> Your assignment:
In the Q&A with Robert St Denis below, when did he take part in his first triathlon?

​Endurance Triathlon at 54. Q&A with Robert St Denis.

Posted by Myovolt on 8th Dec 2020

We first met Robert St. Denis by chance, he was looking for something that could help sort out his sore back. This was two days before Ironman New Zealand 2020, and yes, he was still able to compete.

Robert is an age-group triathlete competing in Ironman distance triathlons. He has a passion for endurance sports that has seen him compete over a period of thirty five years. We took the opportunity to speak to Robert about his love for the sport that has endured over three decades.

Q. How long have you been competing in triathlons?

A: I participated in my first triathlon in June of 1986, that was almost thirty five years ago and since then I had the opportunity and privilege to race as a semi-professional triathlete/duathlete for two years from 1989 until 1991. Over the years I have managed to compete and complete in 9 Ironman distance races and close to a 100 multi-sport events.

Q. What has been the most difficult but rewarding race to date?

A: Ironman New Zealand 2019 was on the horizon, I was feeling amazing and ready for my first Ironman NZ. But sadly, a week before race day I got hit with a bad chest infection to the point that I wasn’t even sure if I was going to be able to race until race morning.

After a long training season with the focus on Ironman New Zealand and facing the prospect of not being able to compete was disheartening.

> Data shown:

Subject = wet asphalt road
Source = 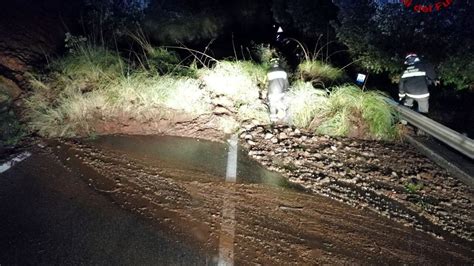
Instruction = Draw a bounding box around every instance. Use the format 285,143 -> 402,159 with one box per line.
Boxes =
0,137 -> 474,266
0,151 -> 208,266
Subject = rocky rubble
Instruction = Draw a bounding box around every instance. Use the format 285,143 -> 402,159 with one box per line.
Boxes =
240,125 -> 474,242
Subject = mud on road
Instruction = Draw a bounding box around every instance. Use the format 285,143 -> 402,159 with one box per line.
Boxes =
31,136 -> 474,264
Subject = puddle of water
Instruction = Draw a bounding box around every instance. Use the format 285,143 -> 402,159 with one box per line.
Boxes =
25,136 -> 472,265
88,136 -> 292,187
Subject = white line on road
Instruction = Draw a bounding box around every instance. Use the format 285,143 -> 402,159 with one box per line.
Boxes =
0,151 -> 31,174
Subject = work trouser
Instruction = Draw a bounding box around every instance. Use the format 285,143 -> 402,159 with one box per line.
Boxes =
403,95 -> 430,114
268,93 -> 288,122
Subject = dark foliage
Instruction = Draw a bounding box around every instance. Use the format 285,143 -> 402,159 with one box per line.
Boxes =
334,0 -> 474,89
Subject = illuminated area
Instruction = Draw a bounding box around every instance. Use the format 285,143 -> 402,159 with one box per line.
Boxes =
0,0 -> 474,265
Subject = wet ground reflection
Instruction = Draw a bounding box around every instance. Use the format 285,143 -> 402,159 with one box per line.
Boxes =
8,137 -> 473,265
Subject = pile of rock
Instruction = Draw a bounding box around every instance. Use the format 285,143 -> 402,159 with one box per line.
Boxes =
240,125 -> 474,241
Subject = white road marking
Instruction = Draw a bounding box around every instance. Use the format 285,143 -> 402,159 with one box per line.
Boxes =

> Reply:
June 1986